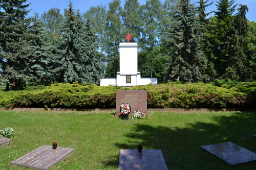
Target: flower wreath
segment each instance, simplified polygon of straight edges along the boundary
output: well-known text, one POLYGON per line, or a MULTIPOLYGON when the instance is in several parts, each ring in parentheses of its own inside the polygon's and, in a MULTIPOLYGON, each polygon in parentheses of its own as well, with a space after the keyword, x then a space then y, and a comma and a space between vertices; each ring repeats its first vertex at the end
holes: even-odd
POLYGON ((123 115, 128 114, 131 112, 131 106, 127 103, 124 103, 120 106, 120 111, 123 115))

= = =

TASK DETAILS — Without including any pictures, reproduce the listing exactly.

EXERCISE RESPONSE —
Target: flower wreath
segment each instance, simplified polygon of straight edges along the boundary
output: well-known text, one POLYGON per line, or a MULTIPOLYGON when the instance is in several parts, each ring in parentheses of its own inside the polygon's and, in a MULTIPOLYGON, each polygon in parentheses of its own as well, with a space after the keyword, x then a space then y, and a comma and a space between vertices; each ring repeats its first vertex at the end
holes: even-odd
POLYGON ((123 115, 128 114, 131 112, 131 106, 127 103, 124 103, 120 106, 120 111, 123 115))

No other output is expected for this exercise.